=== Aim ===
Print each line of the listing once more, precisely as given.

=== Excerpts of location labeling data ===
[START]

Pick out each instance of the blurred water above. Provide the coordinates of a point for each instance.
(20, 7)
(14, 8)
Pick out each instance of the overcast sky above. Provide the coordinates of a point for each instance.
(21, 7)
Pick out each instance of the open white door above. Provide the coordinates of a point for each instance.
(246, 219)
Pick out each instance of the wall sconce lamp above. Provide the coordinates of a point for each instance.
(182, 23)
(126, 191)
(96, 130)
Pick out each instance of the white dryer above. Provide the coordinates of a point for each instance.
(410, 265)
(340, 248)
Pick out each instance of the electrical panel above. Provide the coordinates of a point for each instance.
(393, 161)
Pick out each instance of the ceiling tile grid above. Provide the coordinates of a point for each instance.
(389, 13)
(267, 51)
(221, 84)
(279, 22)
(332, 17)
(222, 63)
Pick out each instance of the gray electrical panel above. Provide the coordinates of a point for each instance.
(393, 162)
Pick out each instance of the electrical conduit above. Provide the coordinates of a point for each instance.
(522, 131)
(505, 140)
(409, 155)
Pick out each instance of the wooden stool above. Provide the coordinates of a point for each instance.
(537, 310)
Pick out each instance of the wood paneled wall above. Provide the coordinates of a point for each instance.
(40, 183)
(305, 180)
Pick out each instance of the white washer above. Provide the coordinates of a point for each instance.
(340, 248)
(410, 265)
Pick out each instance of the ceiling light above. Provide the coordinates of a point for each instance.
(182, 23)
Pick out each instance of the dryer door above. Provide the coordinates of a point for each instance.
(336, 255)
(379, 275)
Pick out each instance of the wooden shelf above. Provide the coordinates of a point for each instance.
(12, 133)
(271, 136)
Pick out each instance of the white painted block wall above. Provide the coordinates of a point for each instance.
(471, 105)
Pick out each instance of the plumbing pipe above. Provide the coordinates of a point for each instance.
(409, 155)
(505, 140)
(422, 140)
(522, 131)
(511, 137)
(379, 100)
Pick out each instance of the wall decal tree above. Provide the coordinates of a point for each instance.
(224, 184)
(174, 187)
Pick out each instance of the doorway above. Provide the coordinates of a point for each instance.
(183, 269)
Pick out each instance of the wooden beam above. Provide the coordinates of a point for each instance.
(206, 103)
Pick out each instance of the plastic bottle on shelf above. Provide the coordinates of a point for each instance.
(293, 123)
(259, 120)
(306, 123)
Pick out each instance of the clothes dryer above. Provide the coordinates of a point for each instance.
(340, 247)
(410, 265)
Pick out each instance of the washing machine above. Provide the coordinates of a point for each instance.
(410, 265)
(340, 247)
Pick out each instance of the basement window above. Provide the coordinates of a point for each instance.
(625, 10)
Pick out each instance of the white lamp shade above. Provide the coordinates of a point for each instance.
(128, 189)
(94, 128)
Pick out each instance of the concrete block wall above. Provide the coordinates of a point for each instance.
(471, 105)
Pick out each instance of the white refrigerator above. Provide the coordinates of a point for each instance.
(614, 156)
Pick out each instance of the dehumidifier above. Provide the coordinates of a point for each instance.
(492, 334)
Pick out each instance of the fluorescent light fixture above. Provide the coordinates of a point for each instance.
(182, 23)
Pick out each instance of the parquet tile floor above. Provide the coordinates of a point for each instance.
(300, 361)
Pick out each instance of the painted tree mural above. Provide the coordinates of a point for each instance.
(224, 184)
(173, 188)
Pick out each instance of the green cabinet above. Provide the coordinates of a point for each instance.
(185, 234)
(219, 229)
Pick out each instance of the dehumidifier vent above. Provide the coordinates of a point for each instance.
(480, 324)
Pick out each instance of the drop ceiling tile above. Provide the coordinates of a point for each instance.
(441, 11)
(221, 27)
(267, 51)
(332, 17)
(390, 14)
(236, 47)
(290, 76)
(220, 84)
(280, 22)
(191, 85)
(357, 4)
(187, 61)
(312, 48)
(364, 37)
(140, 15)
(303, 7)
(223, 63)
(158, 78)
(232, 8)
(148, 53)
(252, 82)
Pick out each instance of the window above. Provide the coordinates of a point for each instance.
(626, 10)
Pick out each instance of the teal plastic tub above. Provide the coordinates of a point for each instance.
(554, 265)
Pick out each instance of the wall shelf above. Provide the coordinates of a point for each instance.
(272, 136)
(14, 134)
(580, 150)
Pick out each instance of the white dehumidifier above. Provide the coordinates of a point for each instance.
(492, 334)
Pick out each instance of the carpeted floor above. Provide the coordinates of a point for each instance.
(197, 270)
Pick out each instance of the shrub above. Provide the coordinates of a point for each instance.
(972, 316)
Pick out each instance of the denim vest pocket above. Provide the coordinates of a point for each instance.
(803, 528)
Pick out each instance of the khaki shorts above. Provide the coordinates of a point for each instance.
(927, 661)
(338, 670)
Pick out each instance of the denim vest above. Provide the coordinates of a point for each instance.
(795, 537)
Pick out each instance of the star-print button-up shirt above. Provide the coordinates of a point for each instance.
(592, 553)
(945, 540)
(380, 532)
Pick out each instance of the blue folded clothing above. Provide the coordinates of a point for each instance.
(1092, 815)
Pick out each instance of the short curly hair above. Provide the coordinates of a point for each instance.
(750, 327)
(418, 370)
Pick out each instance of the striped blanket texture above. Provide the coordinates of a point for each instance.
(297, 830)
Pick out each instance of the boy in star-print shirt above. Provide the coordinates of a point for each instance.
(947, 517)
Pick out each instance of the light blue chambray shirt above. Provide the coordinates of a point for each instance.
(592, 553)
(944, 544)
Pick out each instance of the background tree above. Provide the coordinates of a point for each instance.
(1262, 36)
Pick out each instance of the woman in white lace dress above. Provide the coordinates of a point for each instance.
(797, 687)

[END]

=== Result of this task ===
Pick out each instance of the blurred water above. Provide the coordinates of a point for each instance.
(20, 7)
(14, 8)
Pick out each instance of the overcast sky above. Provide the coordinates of a point for each instance.
(21, 7)
Pick out each instance of the open white door above. Provide the coordinates of a point for each instance.
(246, 219)
Pick out each instance of the wall sconce lamp above. Provide the coordinates of a point for each instance.
(182, 23)
(126, 191)
(96, 130)
Pick out each instance of the white dryer above. Provide the coordinates of a point for each instance.
(410, 265)
(340, 248)
Pick out each instance of the electrical panel above. Provide the coordinates of a point for each instance.
(393, 161)
Pick out each instance of the ceiling tile grid above. Provide the coordinates of a point for each instance.
(389, 13)
(267, 51)
(221, 84)
(279, 22)
(332, 17)
(222, 63)
Pick out each instance of the gray electrical panel above. Provide the coordinates of a point for each instance.
(393, 162)
Pick out each instance of the electrical conduit above. Provide the coordinates of a point for each instance.
(522, 131)
(505, 140)
(409, 155)
Pick out each instance of the wooden stool above. Provide the coordinates of a point for each instance.
(537, 310)
Pick out each instance of the wood paneled wall above. Provide the coordinates of a point for each instance.
(40, 183)
(305, 180)
Pick out each instance of the white washer above. Provide the coordinates of a point for each instance.
(340, 248)
(410, 265)
Pick out each instance of the ceiling light above. Provide the coordinates of a point for each instance.
(182, 23)
Pick out each instance of the dryer door above. Provide the coordinates of a point for each instance.
(336, 255)
(379, 275)
Pick out each instance of the wooden shelf above. Provide the coordinates of a point for each instance.
(12, 133)
(271, 136)
Pick out each instance of the white painted block wall above. Provide the coordinates of a point for each instance.
(471, 105)
Pick out each instance of the plumbing pipe above. Provide the coordinates of a point for each instance.
(409, 155)
(505, 140)
(422, 140)
(522, 131)
(511, 137)
(379, 100)
Pick out each instance of the wall decal tree above. Provide the coordinates of a point for each instance.
(224, 184)
(174, 187)
Pick out each instance of the doorway above. Provide the coordinates of a point for each instance.
(183, 269)
Pick out each instance of the wooden beam above. Provide the coordinates of a point for each instance.
(206, 103)
Pick out each instance of the plastic bottle on shelf above. Provide the coordinates of a point for each instance.
(293, 123)
(259, 120)
(306, 123)
Pick out each instance of the clothes dryer above. Provide the coordinates of a point for each instance.
(340, 247)
(410, 265)
Pick out each instance of the washing machine above. Provide the coordinates of a point for each instance.
(410, 265)
(340, 247)
Pick out each instance of the basement window above. Provide the coordinates of a point for each instance.
(625, 10)
Pick out each instance of the white lamp shade above. Provide the coordinates of a point for each instance.
(128, 189)
(94, 128)
Pick out each instance of the concrete block wall above. Provide the coordinates of a point for each instance.
(471, 105)
Pick out each instance of the white refrigerator above. Provide the coordinates of a point for each instance.
(614, 156)
Pick out each instance of the dehumidifier above. Provide the coordinates of a point for each instance.
(492, 334)
Pick out each instance of the fluorescent light fixture above. Provide the coordinates of a point for each instance.
(182, 23)
Pick out each instance of the parquet tile floor above. Provide the coordinates of a point for each instance.
(300, 361)
Pick out each instance of the painted tree mural above. Provide the coordinates of a point for each instance.
(224, 184)
(173, 188)
Pick out each instance of the green cabinet above. Provide the coordinates of a point for each instance.
(185, 234)
(219, 229)
Pick out each instance of the dehumidifier vent above. Provide the coordinates of a point for each instance.
(480, 324)
Pick out each instance of the drop ceiling tile above. Provide the coordinates of a point for each instance.
(441, 11)
(221, 27)
(267, 51)
(332, 17)
(390, 14)
(236, 47)
(290, 76)
(220, 84)
(280, 22)
(191, 85)
(357, 4)
(187, 61)
(312, 48)
(364, 37)
(140, 15)
(303, 7)
(223, 63)
(158, 78)
(232, 8)
(148, 53)
(252, 82)
Pick out each instance of the window above. Provide the coordinates of a point for each instance.
(626, 10)
Pick out each instance of the teal plastic tub above. Provide the coordinates of a point for each instance.
(554, 265)
Pick out each instance of the wall shelf above. Provide the coordinates of a point for each instance.
(272, 136)
(14, 134)
(580, 150)
Pick out each instance of the white dehumidifier above. Provide the coordinates of a point for each instance.
(492, 334)
Pick out each instance of the carpeted floor above. Provide the coordinates of a point for each instance.
(197, 270)
Pick out each instance of the shrub above. Provide the coordinates of a point for each instance.
(972, 316)
Pick out each instance of the denim vest pocket above. Provide the coordinates of a point for each instance.
(803, 528)
Pick out each instance of the khaki shorts above. Provide the coordinates of a point for each instance.
(927, 661)
(338, 670)
Pick out each instance of the denim vest above. Provide the coordinates of a point for each instance.
(795, 537)
Pick out each instance of the star-print button-up shirt above. Provide the coordinates of a point for each instance.
(592, 553)
(945, 540)
(380, 532)
Pick out each instance of the blue folded clothing above. Provide the coordinates of a point for each instance.
(1092, 815)
Pick out each instance of the short curly hair above. Provide the coordinates of a point for each instance.
(750, 327)
(418, 370)
Pick out each instance of the striped blanket texture above. Provide the coordinates of a point for each instance.
(297, 830)
Pick out each instance of the boy in star-print shirt above. Provide the coordinates of a point for each instance.
(947, 517)
Pick out each instance of the light blue chambray shirt above. Provide the coordinates of a point for each instance.
(592, 553)
(944, 544)
Pick out each instance of the background tree above. Provide the coordinates of a point for each instance.
(1262, 36)
Pick out each instance of the woman in white lace dress above. Provide the coordinates of a point for each instance.
(797, 687)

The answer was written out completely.